── Records supplied
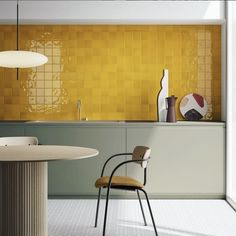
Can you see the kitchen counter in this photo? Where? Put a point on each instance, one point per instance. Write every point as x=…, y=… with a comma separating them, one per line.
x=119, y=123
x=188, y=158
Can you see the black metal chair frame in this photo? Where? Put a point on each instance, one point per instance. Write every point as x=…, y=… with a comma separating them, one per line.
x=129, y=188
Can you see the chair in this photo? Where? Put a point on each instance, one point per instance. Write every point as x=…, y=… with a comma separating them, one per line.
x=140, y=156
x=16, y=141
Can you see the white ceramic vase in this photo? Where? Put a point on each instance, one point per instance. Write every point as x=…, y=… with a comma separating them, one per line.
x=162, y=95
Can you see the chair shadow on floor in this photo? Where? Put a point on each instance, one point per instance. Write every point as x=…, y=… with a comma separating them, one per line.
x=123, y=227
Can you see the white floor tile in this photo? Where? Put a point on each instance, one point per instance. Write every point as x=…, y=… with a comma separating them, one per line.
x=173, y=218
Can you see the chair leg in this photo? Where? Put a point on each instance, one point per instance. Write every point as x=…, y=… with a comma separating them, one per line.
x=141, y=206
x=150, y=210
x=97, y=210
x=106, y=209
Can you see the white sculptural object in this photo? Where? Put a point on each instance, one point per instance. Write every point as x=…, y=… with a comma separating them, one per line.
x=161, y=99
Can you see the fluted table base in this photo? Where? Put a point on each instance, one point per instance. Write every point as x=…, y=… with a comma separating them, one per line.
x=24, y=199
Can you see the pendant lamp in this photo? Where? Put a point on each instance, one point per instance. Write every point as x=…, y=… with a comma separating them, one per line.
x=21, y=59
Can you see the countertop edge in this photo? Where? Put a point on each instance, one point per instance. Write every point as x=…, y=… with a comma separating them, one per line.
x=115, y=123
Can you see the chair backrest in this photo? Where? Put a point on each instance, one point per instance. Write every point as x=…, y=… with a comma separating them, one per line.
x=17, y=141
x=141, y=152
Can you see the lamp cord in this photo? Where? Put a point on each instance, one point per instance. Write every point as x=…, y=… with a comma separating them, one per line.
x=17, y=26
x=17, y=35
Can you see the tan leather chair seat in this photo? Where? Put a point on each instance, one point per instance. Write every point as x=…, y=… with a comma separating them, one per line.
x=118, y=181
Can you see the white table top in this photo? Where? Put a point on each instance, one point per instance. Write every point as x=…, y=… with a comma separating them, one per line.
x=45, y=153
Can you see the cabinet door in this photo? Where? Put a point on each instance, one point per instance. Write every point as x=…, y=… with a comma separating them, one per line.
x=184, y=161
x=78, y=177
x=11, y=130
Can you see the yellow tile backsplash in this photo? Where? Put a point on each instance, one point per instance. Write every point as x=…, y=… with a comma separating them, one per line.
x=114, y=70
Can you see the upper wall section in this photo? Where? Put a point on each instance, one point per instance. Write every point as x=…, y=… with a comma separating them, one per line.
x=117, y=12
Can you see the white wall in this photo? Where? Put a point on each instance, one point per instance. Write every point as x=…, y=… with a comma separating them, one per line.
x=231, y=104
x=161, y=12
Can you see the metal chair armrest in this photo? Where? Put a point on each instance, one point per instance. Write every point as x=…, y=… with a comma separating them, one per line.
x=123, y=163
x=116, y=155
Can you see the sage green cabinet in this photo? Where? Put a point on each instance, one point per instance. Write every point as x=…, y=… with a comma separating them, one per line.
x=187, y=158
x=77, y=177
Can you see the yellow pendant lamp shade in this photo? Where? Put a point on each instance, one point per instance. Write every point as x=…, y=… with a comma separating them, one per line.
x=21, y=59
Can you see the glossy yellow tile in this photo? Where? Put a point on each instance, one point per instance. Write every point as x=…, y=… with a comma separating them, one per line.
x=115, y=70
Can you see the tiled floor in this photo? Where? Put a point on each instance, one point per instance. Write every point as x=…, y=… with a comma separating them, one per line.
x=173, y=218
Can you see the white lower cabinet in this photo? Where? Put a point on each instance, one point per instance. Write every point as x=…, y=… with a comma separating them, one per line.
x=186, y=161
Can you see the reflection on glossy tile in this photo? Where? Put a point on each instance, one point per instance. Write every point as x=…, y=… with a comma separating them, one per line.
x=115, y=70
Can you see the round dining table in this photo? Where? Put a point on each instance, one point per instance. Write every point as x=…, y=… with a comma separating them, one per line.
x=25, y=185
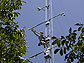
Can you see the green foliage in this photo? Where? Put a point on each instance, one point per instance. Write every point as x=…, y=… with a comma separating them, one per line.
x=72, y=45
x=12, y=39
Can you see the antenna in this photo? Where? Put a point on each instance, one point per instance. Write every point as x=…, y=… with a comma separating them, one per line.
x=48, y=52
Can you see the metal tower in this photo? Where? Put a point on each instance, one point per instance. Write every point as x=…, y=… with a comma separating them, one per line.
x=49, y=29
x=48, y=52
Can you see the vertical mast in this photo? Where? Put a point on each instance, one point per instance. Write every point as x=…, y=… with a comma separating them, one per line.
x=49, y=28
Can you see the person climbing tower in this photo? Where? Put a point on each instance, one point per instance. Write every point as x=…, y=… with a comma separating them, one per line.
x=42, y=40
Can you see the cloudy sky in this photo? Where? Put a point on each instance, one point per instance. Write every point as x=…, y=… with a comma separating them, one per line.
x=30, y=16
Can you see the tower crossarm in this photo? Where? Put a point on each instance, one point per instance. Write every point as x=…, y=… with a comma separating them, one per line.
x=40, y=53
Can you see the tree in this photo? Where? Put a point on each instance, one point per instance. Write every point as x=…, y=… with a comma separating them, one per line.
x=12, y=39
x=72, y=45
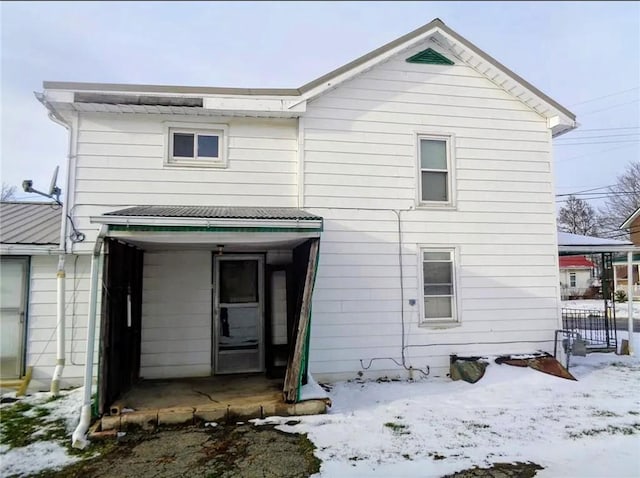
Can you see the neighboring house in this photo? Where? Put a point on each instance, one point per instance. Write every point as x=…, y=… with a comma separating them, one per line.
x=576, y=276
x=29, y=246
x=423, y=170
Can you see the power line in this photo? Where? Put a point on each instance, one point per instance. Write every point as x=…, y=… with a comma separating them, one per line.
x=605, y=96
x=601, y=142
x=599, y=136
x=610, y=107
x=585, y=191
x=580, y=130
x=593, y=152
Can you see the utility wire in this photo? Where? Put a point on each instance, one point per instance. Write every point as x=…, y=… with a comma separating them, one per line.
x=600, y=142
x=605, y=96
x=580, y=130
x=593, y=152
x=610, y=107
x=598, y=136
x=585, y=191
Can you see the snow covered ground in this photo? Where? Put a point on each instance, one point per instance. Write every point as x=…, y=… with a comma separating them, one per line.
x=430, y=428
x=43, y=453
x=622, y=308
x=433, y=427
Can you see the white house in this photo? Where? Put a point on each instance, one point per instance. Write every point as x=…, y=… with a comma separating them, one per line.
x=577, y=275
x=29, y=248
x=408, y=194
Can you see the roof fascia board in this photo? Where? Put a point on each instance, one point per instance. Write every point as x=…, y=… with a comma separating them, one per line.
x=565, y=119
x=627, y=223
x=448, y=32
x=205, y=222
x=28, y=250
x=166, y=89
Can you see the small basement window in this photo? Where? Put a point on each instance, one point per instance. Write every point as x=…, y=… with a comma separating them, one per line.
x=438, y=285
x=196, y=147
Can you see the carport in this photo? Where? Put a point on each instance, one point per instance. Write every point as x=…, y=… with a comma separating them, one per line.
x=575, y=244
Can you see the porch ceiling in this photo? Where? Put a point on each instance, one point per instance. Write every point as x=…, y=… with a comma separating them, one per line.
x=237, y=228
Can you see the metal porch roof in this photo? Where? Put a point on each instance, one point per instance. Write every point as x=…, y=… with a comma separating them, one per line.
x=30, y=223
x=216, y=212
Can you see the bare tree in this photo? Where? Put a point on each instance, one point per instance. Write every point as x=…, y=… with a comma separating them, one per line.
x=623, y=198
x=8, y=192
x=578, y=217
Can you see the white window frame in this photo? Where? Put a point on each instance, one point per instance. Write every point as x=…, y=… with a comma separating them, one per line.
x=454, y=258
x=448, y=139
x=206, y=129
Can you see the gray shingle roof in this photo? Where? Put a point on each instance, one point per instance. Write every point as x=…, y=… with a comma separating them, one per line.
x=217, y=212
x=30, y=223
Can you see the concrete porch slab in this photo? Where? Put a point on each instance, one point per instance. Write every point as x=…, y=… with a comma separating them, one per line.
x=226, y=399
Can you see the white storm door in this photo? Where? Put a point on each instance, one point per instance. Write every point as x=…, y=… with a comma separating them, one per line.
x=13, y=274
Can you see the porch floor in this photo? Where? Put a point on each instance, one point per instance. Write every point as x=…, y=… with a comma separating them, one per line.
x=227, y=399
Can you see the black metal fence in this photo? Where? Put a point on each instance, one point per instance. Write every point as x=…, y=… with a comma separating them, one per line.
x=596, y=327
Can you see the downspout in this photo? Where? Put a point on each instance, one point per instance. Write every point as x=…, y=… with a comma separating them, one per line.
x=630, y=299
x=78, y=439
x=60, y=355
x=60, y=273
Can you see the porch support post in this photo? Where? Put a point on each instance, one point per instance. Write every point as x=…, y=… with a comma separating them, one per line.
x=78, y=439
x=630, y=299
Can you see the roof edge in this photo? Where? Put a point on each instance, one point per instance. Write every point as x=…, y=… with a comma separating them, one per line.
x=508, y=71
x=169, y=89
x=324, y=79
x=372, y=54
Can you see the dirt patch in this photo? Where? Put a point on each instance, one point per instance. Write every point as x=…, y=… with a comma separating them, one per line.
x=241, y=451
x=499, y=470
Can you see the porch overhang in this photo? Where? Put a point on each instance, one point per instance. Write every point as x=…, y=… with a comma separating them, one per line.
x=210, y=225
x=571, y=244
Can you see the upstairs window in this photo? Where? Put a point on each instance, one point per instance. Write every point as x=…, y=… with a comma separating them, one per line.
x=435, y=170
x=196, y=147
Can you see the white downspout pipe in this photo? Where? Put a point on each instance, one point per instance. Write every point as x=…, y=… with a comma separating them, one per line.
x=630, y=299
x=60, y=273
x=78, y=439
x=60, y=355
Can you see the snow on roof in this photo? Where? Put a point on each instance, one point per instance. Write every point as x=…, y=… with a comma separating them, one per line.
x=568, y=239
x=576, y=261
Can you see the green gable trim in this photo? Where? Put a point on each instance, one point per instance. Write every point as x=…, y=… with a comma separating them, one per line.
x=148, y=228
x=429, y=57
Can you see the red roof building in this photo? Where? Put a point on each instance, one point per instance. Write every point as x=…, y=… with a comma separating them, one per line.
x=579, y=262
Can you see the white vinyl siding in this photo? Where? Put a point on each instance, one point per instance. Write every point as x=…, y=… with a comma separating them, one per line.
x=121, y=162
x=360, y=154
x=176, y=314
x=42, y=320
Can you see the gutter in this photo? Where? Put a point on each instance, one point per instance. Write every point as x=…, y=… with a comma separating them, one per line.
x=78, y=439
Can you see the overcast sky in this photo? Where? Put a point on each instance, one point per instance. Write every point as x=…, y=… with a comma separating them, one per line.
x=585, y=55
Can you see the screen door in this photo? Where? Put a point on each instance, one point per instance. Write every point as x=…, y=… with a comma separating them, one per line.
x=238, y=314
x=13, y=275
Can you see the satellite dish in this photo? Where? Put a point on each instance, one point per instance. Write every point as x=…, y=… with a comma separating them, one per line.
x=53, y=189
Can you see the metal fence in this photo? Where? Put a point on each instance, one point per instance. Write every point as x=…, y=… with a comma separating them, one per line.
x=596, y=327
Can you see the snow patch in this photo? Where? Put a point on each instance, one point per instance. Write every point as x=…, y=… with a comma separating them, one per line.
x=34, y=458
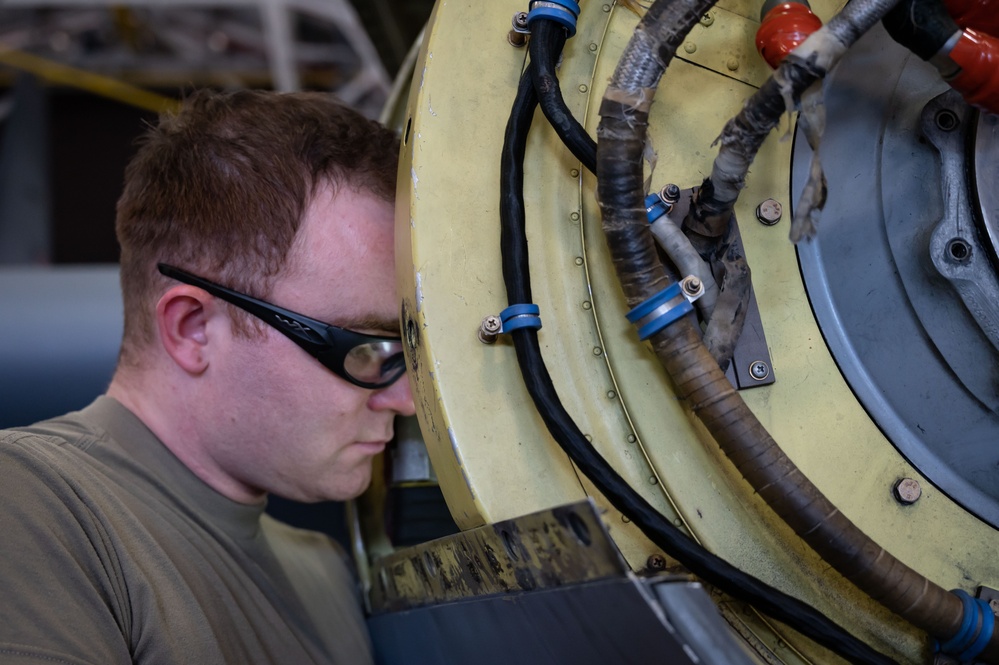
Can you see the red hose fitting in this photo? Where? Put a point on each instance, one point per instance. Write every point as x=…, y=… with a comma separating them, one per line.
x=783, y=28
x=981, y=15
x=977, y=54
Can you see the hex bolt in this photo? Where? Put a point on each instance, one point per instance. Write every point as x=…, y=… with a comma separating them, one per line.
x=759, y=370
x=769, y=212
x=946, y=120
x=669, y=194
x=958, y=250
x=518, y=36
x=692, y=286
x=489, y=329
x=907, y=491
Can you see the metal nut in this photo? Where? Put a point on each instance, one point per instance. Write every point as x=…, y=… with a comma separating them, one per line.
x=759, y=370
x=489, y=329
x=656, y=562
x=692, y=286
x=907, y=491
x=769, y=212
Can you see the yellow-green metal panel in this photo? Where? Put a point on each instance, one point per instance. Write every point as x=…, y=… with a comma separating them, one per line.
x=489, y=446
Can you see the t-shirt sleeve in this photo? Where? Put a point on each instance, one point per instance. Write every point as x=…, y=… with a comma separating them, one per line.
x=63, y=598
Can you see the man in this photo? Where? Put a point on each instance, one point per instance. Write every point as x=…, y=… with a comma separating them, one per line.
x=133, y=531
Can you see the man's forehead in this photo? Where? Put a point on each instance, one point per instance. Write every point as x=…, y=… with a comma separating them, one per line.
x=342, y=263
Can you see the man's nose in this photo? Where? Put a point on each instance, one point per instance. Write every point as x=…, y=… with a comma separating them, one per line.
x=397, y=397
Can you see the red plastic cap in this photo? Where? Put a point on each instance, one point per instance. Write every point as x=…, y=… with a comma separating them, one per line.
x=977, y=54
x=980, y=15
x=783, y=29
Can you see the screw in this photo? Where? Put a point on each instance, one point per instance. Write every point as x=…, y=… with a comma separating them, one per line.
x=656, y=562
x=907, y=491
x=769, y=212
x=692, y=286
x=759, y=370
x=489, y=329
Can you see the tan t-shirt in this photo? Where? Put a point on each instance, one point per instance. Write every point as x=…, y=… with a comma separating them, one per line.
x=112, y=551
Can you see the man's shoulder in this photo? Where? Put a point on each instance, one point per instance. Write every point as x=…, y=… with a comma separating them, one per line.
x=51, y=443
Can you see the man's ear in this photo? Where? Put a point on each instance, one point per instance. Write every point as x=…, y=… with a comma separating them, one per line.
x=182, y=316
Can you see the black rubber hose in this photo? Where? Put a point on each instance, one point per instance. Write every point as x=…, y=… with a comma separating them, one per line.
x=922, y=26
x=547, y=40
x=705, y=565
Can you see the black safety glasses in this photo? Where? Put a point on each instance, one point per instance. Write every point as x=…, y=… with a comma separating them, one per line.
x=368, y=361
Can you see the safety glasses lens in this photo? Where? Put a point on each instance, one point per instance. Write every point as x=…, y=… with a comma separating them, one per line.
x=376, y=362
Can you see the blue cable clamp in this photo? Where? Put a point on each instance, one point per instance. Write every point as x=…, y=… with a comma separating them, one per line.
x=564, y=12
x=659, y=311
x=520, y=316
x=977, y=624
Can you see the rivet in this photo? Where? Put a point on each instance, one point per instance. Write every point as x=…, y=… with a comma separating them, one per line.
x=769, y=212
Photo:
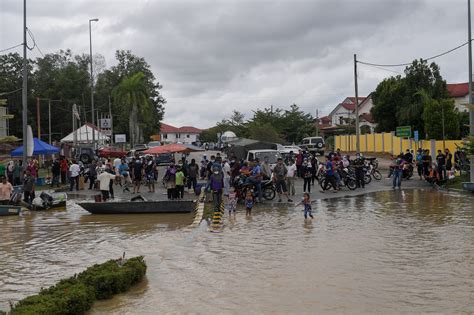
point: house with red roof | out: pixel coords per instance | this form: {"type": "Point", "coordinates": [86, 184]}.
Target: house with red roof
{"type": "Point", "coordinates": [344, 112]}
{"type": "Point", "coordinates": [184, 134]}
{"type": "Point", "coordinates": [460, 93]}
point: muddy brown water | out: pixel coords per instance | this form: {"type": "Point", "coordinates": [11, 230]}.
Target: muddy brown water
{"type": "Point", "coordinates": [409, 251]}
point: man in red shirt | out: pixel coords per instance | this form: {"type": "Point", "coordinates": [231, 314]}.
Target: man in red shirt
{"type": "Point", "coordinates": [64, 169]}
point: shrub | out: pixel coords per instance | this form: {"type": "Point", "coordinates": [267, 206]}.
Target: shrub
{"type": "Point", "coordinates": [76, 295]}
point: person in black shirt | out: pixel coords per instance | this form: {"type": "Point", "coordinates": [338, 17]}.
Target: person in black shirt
────
Task item
The answer must be an exact copy of the lines from the one that holds "Can you see the black safety" through the end of the data, both included, with no pictures.

Task answer
Can you see the black safety glasses in this photo? Where? Put a point on each instance, one point per instance. Write every point as x=…, y=… with a comma separating them, one per line.
x=368, y=361
Can you see the safety glasses lens in this photo? Where? Put a point on each instance, one point per instance. Write every point as x=…, y=… with a comma separating them, one per line.
x=376, y=362
Can you see the blue cable clamp in this photo? Where? Put a point on each instance, one point per instance. Write every point as x=…, y=… with a comma separating them, one per line.
x=564, y=12
x=659, y=311
x=520, y=316
x=977, y=624
Can you see the rivet in this photo? Where? Put a point on each instance, one point per instance. Write every point as x=…, y=… with a comma separating them, one per line.
x=769, y=212
Photo:
point: house with red roof | out: pixel coords per instance | this form: {"type": "Point", "coordinates": [86, 184]}.
Target: house with red roof
{"type": "Point", "coordinates": [344, 112]}
{"type": "Point", "coordinates": [184, 134]}
{"type": "Point", "coordinates": [460, 93]}
point: muddy brown water | out: pixel coords per instance | this form: {"type": "Point", "coordinates": [11, 230]}.
Target: muddy brown water
{"type": "Point", "coordinates": [409, 251]}
point: man in red shirt | out: pixel coords per instance | this form: {"type": "Point", "coordinates": [231, 314]}.
Target: man in red shirt
{"type": "Point", "coordinates": [64, 169]}
point: shrub | out: pixel coords per instance | this form: {"type": "Point", "coordinates": [267, 206]}.
Target: shrub
{"type": "Point", "coordinates": [76, 295]}
point: person in black shirt | out: pixel coords per instance | this form: {"type": "Point", "coordinates": [338, 17]}.
Target: person in black shirt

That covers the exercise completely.